* Required work *
Can you copy the material below line for line, leaving every character unchanged?

== Task input ==

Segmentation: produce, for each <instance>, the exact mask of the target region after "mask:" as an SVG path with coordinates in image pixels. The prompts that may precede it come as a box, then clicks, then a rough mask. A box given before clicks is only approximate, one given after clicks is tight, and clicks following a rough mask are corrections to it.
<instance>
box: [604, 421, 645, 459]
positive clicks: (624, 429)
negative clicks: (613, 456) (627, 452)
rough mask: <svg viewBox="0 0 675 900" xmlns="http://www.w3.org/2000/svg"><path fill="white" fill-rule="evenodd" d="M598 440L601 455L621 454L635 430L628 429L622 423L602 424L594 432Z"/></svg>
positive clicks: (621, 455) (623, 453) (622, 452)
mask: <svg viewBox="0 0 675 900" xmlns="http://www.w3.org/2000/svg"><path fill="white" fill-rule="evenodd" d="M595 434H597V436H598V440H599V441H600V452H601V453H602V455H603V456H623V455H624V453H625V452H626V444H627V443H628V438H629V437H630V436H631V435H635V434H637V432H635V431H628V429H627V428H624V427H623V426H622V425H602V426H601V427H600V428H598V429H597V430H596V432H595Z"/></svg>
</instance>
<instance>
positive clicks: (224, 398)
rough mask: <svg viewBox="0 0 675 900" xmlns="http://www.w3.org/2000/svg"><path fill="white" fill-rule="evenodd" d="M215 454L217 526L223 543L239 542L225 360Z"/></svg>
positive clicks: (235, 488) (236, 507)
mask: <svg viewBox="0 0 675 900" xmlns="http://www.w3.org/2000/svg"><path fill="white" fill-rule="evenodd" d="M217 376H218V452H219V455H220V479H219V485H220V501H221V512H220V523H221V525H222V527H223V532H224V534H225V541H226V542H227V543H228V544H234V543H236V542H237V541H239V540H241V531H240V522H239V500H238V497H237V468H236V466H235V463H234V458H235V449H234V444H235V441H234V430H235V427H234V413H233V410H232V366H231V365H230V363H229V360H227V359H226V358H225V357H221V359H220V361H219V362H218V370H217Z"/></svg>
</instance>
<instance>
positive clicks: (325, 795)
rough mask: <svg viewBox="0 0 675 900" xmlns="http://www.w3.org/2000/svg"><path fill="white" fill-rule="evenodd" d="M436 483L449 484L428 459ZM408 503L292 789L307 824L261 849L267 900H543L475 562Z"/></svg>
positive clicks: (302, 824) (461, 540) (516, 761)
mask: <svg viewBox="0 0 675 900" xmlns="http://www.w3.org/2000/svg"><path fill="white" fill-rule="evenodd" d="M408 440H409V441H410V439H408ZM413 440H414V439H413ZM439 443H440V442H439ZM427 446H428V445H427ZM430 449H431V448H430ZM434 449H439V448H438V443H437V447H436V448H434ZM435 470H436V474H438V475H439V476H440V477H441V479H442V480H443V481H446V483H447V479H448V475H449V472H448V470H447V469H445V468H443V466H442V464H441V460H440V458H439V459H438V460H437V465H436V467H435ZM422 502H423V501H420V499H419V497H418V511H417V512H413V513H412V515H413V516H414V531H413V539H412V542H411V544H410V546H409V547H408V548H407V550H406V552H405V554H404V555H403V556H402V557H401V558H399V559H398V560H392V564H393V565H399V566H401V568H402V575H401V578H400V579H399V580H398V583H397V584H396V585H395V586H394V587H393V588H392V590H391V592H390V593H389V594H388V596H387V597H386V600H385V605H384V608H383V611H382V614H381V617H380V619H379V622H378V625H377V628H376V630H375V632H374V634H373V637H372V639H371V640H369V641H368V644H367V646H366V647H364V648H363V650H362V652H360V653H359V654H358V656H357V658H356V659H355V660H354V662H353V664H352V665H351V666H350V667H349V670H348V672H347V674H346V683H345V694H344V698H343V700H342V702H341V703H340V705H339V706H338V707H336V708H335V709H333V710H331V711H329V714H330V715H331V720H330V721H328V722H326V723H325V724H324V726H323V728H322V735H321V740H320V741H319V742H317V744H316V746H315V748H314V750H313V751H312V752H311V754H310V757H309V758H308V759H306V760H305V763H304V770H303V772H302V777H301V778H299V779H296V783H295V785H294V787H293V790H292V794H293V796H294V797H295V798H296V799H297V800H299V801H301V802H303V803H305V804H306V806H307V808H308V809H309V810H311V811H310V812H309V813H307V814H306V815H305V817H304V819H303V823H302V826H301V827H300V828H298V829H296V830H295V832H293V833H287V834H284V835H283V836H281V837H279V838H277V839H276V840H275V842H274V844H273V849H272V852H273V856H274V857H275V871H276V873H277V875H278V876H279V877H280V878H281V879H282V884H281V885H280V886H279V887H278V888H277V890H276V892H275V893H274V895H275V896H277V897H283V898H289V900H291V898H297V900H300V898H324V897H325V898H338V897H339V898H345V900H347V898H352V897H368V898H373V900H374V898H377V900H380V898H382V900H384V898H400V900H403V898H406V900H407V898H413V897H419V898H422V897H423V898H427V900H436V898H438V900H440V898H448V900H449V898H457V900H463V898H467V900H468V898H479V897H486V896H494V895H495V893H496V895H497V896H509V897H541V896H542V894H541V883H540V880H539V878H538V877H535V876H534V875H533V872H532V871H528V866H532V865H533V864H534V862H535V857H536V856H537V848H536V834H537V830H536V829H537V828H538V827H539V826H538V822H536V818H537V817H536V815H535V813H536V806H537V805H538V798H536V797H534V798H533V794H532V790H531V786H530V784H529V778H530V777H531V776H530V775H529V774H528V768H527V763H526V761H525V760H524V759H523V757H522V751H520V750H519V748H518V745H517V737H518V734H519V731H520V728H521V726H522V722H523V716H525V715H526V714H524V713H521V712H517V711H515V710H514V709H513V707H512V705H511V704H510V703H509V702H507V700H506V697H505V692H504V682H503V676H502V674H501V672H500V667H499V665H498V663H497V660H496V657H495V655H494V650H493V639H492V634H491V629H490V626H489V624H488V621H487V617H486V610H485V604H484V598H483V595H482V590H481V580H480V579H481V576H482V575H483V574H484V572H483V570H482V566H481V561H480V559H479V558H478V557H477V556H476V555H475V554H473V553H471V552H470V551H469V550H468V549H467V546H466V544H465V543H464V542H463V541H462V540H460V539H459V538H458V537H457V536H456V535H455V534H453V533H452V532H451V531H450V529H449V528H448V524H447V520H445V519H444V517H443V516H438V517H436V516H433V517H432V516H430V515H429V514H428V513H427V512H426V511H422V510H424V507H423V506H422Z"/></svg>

===

* Finished task *
Segmentation: produce, for each <instance>, the exact mask of the target region after "mask:" as an SVG path with coordinates in image pixels. The prompts that may precede it come as a box, then clicks, then a rough mask. A box given before clicks is only approximate, one given after clicks is tight, and clicks following a rough mask are corrections to it.
<instance>
box: [604, 421, 645, 459]
positive clicks: (624, 429)
negative clicks: (613, 456) (627, 452)
rough mask: <svg viewBox="0 0 675 900" xmlns="http://www.w3.org/2000/svg"><path fill="white" fill-rule="evenodd" d="M598 440L601 455L621 454L635 430L628 429L622 423L602 424L594 432Z"/></svg>
positive clicks: (621, 455) (623, 453) (622, 452)
mask: <svg viewBox="0 0 675 900" xmlns="http://www.w3.org/2000/svg"><path fill="white" fill-rule="evenodd" d="M595 434H597V436H598V440H599V441H600V452H601V453H602V455H603V456H623V455H624V453H625V452H626V444H627V443H628V438H629V437H630V436H631V435H635V434H637V432H635V431H628V429H627V428H624V427H623V426H622V425H602V426H601V427H600V428H598V429H597V430H596V432H595Z"/></svg>
</instance>
<instance>
positive clicks: (224, 398)
rough mask: <svg viewBox="0 0 675 900" xmlns="http://www.w3.org/2000/svg"><path fill="white" fill-rule="evenodd" d="M215 454L217 526L223 543L239 542L225 360Z"/></svg>
positive clicks: (235, 488) (236, 507)
mask: <svg viewBox="0 0 675 900" xmlns="http://www.w3.org/2000/svg"><path fill="white" fill-rule="evenodd" d="M217 376H218V452H219V455H220V479H219V485H220V501H221V512H220V523H221V525H222V527H223V532H224V534H225V541H226V542H227V543H228V544H234V543H236V542H237V541H239V540H241V531H240V522H239V500H238V497H237V468H236V466H235V463H234V458H235V449H234V444H235V441H234V430H235V427H234V413H233V410H232V366H231V365H230V363H229V360H227V359H226V358H225V357H221V359H220V361H219V362H218V370H217Z"/></svg>
</instance>
<instance>
positive clicks: (325, 795)
rough mask: <svg viewBox="0 0 675 900" xmlns="http://www.w3.org/2000/svg"><path fill="white" fill-rule="evenodd" d="M436 483L449 484L428 459ZM408 503L292 789L307 824L261 849L267 900H543L475 562Z"/></svg>
positive clicks: (302, 824) (461, 540) (516, 761)
mask: <svg viewBox="0 0 675 900" xmlns="http://www.w3.org/2000/svg"><path fill="white" fill-rule="evenodd" d="M408 440H409V441H410V439H408ZM413 440H414V439H413ZM439 443H440V442H439ZM427 446H428V445H427ZM430 449H431V448H430ZM434 449H439V448H438V443H437V447H436V448H434ZM435 470H436V474H438V475H439V476H440V477H441V479H442V480H443V481H446V483H447V479H448V475H449V472H448V470H447V469H445V468H443V466H442V464H441V460H440V458H439V459H438V460H437V465H436V467H435ZM422 502H423V501H420V499H419V497H418V511H417V512H413V513H412V515H413V516H414V531H413V539H412V542H411V544H410V546H409V547H408V548H407V550H406V552H405V554H404V555H403V556H402V557H401V558H399V559H398V560H392V564H393V565H399V566H401V568H402V575H401V578H400V579H399V580H398V583H397V584H396V585H395V586H394V587H393V588H392V590H391V592H390V593H389V594H388V596H387V597H386V600H385V605H384V608H383V611H382V614H381V617H380V619H379V622H378V625H377V628H376V630H375V632H374V634H373V637H372V639H371V640H369V641H368V644H367V646H366V647H364V648H363V650H362V652H360V653H359V654H358V656H357V658H356V659H355V660H354V662H353V664H352V665H351V666H350V667H349V670H348V672H347V674H346V683H345V694H344V698H343V700H342V702H341V703H340V705H339V706H338V707H336V708H335V709H333V710H331V711H329V714H330V715H331V720H330V721H328V722H326V723H325V724H324V726H323V728H322V735H321V740H320V741H319V742H317V744H316V746H315V748H314V750H313V751H312V752H311V754H310V757H309V758H308V759H306V760H305V763H304V770H303V772H302V777H301V778H299V779H296V783H295V785H294V787H293V790H292V794H293V796H294V797H295V798H296V799H297V800H299V801H301V802H303V803H305V804H306V806H307V808H308V809H309V810H311V811H310V812H309V813H307V814H306V815H305V817H304V819H303V823H302V826H301V827H300V828H298V829H296V830H295V832H293V833H287V834H284V835H283V836H281V837H279V838H277V839H276V840H275V842H274V844H273V849H272V852H273V856H274V857H275V871H276V873H277V875H278V876H279V877H280V878H281V879H282V884H281V885H280V886H279V887H278V888H277V890H276V892H275V893H274V895H275V896H277V897H283V898H289V900H291V898H297V900H300V898H324V897H325V898H338V897H339V898H345V900H347V898H352V897H368V898H373V900H374V898H377V900H380V898H382V900H384V898H400V900H403V898H406V900H407V898H413V897H419V898H422V897H423V898H427V900H436V898H438V900H440V898H448V900H449V898H457V900H463V898H467V900H468V898H479V897H486V896H494V895H495V893H496V895H497V896H509V897H541V896H542V894H541V883H540V880H539V878H538V877H535V876H534V875H533V872H532V871H528V866H532V865H533V864H534V862H535V857H536V856H537V848H536V834H537V830H536V829H537V828H538V827H539V826H538V822H536V818H537V817H536V815H535V813H536V806H537V805H538V798H536V797H534V798H533V794H532V790H531V786H530V784H529V778H530V777H531V776H530V775H529V774H528V768H527V763H526V761H525V760H524V759H523V757H522V751H520V750H519V748H518V745H517V737H518V734H519V731H520V728H521V726H522V722H523V716H525V715H526V714H524V713H521V712H517V711H515V710H514V709H513V707H512V705H511V704H510V703H509V702H507V700H506V697H505V692H504V682H503V676H502V674H501V672H500V667H499V665H498V663H497V660H496V657H495V655H494V650H493V639H492V634H491V629H490V626H489V624H488V621H487V617H486V610H485V604H484V598H483V595H482V590H481V580H480V579H481V576H482V575H483V574H484V572H483V570H482V566H481V561H480V559H479V558H478V557H477V556H476V555H475V554H473V553H471V552H470V551H469V550H468V549H467V546H466V544H465V543H464V542H463V541H462V540H460V539H459V538H458V537H457V536H456V535H455V534H453V533H452V532H451V531H450V529H449V528H448V524H447V520H445V519H444V517H443V516H438V517H436V516H433V517H432V516H430V515H429V514H428V513H427V512H426V511H422V510H424V507H423V506H422Z"/></svg>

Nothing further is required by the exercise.